**What you need to do**:
Restate the full set of records exactly, word for word.
--- begin ---
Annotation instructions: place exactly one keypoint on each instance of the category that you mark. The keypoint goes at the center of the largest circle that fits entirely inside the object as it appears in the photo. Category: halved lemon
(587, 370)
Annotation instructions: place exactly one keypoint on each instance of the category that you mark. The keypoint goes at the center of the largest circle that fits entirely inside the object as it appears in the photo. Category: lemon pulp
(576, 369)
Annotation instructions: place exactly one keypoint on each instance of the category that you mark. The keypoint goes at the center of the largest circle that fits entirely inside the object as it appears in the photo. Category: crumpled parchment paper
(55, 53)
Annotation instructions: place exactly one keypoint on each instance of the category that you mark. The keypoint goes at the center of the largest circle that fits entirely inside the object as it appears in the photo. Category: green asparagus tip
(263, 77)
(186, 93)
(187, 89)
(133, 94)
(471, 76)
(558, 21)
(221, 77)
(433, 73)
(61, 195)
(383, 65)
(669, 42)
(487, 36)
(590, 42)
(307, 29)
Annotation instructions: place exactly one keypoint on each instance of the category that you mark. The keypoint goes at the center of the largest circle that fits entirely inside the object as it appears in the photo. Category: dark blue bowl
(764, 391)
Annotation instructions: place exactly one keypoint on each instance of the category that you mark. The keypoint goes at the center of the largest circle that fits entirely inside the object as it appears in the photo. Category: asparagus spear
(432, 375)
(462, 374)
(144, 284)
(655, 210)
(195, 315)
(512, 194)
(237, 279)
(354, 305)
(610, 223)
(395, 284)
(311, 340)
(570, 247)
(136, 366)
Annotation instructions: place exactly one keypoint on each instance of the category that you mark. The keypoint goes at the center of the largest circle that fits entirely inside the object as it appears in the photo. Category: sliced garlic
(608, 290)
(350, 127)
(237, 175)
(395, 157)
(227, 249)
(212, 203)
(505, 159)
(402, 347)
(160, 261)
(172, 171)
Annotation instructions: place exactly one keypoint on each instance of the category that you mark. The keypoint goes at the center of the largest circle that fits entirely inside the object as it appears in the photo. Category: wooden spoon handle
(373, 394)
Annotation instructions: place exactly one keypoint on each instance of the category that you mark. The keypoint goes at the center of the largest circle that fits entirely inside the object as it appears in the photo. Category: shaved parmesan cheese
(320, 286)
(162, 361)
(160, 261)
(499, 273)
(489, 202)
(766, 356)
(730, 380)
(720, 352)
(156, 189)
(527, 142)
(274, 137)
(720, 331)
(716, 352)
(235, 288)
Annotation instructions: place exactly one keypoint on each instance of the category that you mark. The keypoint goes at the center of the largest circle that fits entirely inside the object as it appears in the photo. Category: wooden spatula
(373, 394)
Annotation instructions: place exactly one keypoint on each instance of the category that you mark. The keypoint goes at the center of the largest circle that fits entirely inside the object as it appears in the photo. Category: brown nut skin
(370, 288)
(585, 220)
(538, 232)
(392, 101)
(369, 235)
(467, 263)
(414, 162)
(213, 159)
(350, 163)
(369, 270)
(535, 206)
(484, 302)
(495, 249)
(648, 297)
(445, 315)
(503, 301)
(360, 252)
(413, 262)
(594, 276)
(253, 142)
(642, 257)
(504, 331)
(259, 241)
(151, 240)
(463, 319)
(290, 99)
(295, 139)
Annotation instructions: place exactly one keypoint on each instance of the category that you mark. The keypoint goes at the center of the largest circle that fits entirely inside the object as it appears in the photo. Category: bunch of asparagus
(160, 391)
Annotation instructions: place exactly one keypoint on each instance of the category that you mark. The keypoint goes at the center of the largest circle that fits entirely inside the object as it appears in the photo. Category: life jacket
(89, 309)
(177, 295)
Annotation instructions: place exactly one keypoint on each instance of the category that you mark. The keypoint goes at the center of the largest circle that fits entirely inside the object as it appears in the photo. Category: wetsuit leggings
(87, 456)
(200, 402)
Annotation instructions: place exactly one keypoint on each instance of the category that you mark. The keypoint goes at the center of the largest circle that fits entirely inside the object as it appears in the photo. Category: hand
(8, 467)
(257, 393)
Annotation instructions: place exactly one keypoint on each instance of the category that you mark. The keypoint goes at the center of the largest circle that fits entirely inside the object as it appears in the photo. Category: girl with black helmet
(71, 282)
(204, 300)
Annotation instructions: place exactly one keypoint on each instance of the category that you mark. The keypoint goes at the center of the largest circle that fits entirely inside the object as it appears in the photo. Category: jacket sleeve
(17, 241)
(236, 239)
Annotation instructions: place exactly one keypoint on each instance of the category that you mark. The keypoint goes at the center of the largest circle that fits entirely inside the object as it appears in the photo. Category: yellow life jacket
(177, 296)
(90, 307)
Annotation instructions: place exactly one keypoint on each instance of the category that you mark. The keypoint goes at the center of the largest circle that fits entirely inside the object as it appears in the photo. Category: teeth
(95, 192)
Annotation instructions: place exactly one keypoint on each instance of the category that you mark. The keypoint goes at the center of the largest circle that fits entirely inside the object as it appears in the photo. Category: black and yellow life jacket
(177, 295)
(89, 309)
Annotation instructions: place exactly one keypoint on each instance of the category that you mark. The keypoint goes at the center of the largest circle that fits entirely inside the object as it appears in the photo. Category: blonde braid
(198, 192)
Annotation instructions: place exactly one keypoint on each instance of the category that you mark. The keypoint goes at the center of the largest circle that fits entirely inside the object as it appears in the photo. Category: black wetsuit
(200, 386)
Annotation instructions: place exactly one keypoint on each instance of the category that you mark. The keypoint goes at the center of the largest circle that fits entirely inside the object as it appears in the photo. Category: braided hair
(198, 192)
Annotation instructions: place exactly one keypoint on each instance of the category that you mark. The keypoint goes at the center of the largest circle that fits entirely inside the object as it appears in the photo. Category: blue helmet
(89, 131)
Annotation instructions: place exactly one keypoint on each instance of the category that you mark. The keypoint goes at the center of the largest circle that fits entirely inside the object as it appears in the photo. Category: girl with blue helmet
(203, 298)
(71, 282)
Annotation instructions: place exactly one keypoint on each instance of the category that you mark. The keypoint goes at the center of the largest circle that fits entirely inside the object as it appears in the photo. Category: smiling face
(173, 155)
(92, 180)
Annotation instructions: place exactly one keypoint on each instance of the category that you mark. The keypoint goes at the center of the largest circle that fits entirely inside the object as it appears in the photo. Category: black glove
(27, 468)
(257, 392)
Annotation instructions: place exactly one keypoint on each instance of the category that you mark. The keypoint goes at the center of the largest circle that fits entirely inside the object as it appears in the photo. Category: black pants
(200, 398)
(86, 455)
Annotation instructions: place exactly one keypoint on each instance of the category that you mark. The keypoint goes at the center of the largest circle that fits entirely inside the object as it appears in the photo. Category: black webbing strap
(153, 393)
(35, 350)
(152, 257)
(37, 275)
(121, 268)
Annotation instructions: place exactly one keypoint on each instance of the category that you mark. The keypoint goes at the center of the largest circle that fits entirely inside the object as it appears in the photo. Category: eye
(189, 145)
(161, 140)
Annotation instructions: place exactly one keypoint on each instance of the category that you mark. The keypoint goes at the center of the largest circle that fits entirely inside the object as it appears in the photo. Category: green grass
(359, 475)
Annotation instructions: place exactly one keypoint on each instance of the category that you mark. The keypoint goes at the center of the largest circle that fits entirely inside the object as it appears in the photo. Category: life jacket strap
--- end ---
**Final result**:
Annotation instructions: place exactly one keypoint on each instance of the category that you mark. The keypoint goes at the center of the largest circle that fits entirely inside the object as it appears in the photo. Category: halved lemon
(587, 370)
Annotation instructions: place exactly one keypoint on each instance of the category that you mark. The keypoint goes at the center of the largest circle that fits entirely inside the object as it appears in the photo. Category: lemon pulp
(576, 369)
Annotation instructions: place exactly one keypoint on each instance of the category that you mark. The keypoint goes at the center of the largest circle that fits entirely inside the object as it appears in the photo. Category: crumpled parchment paper
(55, 53)
Annotation instructions: place exactly one keypoint on each instance of the category that you mark. The keypoint goes at the center of the largest circle that fits entirely inside the object as it appears in the photo. Category: green asparagus tip
(263, 77)
(186, 93)
(187, 89)
(133, 94)
(471, 76)
(558, 21)
(221, 77)
(433, 73)
(61, 195)
(383, 65)
(669, 42)
(487, 36)
(590, 42)
(307, 29)
Annotation instructions: place exactly one keypoint on each instance of the category that you mark. The keypoint goes at the center of the largest circle that fits entirely inside the object as it appears in the photo. Category: dark blue bowl
(764, 391)
Annotation instructions: place exactly one keypoint on each instance of the category that you mark. The keypoint goes at the center of the largest circle that fits entirely inside the object as it appears in the photo. Category: asparagus spear
(432, 375)
(462, 374)
(144, 284)
(655, 210)
(195, 315)
(512, 194)
(237, 279)
(354, 305)
(610, 223)
(395, 284)
(311, 340)
(570, 247)
(136, 366)
Annotation instructions: place exactly one keypoint on each instance of the category that you mark. The keypoint goes at the center of the largest circle that fits entirely inside the object as it appears in the photo. Category: sliced garlic
(608, 290)
(350, 127)
(237, 175)
(395, 157)
(227, 249)
(212, 203)
(505, 159)
(402, 347)
(160, 261)
(172, 171)
Annotation instructions: place exactly one keypoint on each instance of the category that you mark. The keypoint goes at the center of the largest circle that fits entirely inside the object as it appears in the photo. Category: wooden spoon handle
(373, 394)
Annotation instructions: place exactly one keypoint on each instance of the category that you mark. The keypoint goes at the center of the largest circle that fits entirely inside the object as it appears in the photo. Category: shaved parmesan cheese
(320, 286)
(162, 361)
(160, 261)
(499, 273)
(489, 202)
(766, 356)
(730, 380)
(720, 352)
(156, 189)
(527, 142)
(274, 137)
(720, 331)
(716, 352)
(235, 288)
Annotation instructions: place exactly one keypoint on each instance of the category that you mark. The keypoint goes at the center of the largest circle that fits entirely inside the object as it appears in the photo. Category: wooden spatula
(373, 394)
Annotation instructions: place exactly one keypoint on each instance of the category that you mark. The keypoint goes at the center of the largest circle that fits entirely inside the object as it appears in the photo. Category: brown nut skin
(370, 288)
(585, 220)
(538, 232)
(392, 101)
(369, 235)
(467, 263)
(414, 162)
(213, 159)
(350, 163)
(369, 270)
(535, 206)
(484, 302)
(495, 249)
(648, 297)
(445, 315)
(503, 301)
(360, 252)
(413, 262)
(594, 276)
(253, 142)
(642, 257)
(504, 331)
(259, 241)
(151, 240)
(463, 319)
(290, 99)
(295, 139)
Annotation instructions: place exactly one keypoint on each instance of the category that you mark. The keypoint goes at the center of the largest circle that fits entirely inside the object as it appears in the photo. Category: bunch of asparagus
(160, 391)
Annotation instructions: place exactly one keypoint on each instance of the category that you mark. The keypoint goes at the center of the largest circle that fits entirely inside the object as it appears in the photo. Category: life jacket
(89, 309)
(177, 295)
Annotation instructions: place exactly one keypoint on each instance of the category that you mark. The keypoint goes at the center of the largest circle that fits entirely inside the object as it appears in the photo. Category: wetsuit leggings
(87, 456)
(200, 402)
Annotation instructions: place exactly one keypoint on each instance of the category that you mark. The keypoint goes at the center of the largest circle that fits entirely inside the object as it appears in the photo. Category: hand
(8, 467)
(257, 393)
Annotation instructions: place exactly one keypoint on each instance of the category that you mark. The keypoint goes at the center of the largest circle that fits entirely inside the object as it appears in the photo. Category: girl with black helmet
(71, 282)
(204, 300)
Annotation instructions: place exactly one keypoint on each instance of the category that you mark. The keypoint goes at the center of the largest circle that fits entirely inside the object as it appears in the photo. Category: jacket sleeve
(17, 241)
(236, 239)
Annotation instructions: place exactly one keypoint on each instance of the category that you mark. The keypoint goes at the center of the largest circle that fits entirely inside the object as it appears in the photo. Category: yellow life jacket
(177, 296)
(90, 307)
Annotation instructions: place exactly one keypoint on each instance of the category that you mark. The keypoint goes at the center of the largest circle that fits entirely inside the object as it appears in the photo. Category: teeth
(95, 192)
Annotation instructions: place exactly one keypoint on each instance of the category that you mark. The keypoint goes at the center of the largest circle that fits entirely inside the object as it appears in the photo. Category: black and yellow life jacket
(177, 295)
(89, 309)
Annotation instructions: place exactly one keypoint on each instance of the category that you mark. The keypoint goes at the center of the largest circle that fits entirely inside the object as it appears in the photo. Category: blonde braid
(198, 192)
Annotation instructions: place exactly one keypoint on each instance of the category that you mark. The keypoint goes at the center of the largest circle that fits entirely inside the object as it appears in the photo. Category: black wetsuit
(200, 386)
Annotation instructions: place exactly one keypoint on each instance of the category that you mark. The keypoint goes at the center of the largest circle that fits entirely inside the object as it appears in the photo. Category: braided hair
(198, 192)
Annotation instructions: place exactly one keypoint on each instance of the category that you mark. The keypoint goes at the center of the largest circle that fits entirely inside the object as it appears in the photo. Category: blue helmet
(89, 131)
Annotation instructions: place exactly one keypoint on each instance of the category that you mark. The keypoint goes at the center of the largest circle that fits entirely inside the object as it appears in the photo. Category: girl with blue helmet
(203, 298)
(71, 282)
Annotation instructions: place exactly one keypoint on each instance of the category that you mark. The keypoint goes at the center of the largest circle that fits entirely inside the object as it appears in the photo. Category: smiling face
(173, 155)
(92, 180)
Annotation instructions: place exactly one keypoint on each instance of the category that you mark. The keypoint goes at the center of the largest circle that fits entirely inside the object as it appears in the photo. Category: black glove
(27, 468)
(257, 392)
Annotation instructions: place exactly one keypoint on each instance of the category that you mark. The keypoint goes at the center of the largest circle that fits entirely inside the object as it appears in the photo. Category: black pants
(200, 398)
(86, 455)
Annotation instructions: place exactly one keypoint on each instance of the category that you mark. The keypoint goes at the center of the largest circle that fits entirely inside the object as it appears in the photo. Category: black webbing strap
(153, 393)
(35, 350)
(152, 257)
(37, 275)
(121, 268)
Annotation instructions: place exactly one keypoint on each instance of the category that you mark. The keypoint goes at the center of the largest circle that fits entirely inside the object as it appears in the photo. Category: eye
(189, 145)
(161, 140)
Annotation instructions: place exactly one keypoint on each instance of the category that you mark. The keypoint goes at the center of the largest circle that fits entirely inside the object as it appears in the photo. Category: green grass
(359, 475)
Annotation instructions: place exactly one keypoint on each instance of the category that you mark. The keypoint goes at the center of the largest circle that fits entirely inside the object as it appears in the photo. Category: life jacket strap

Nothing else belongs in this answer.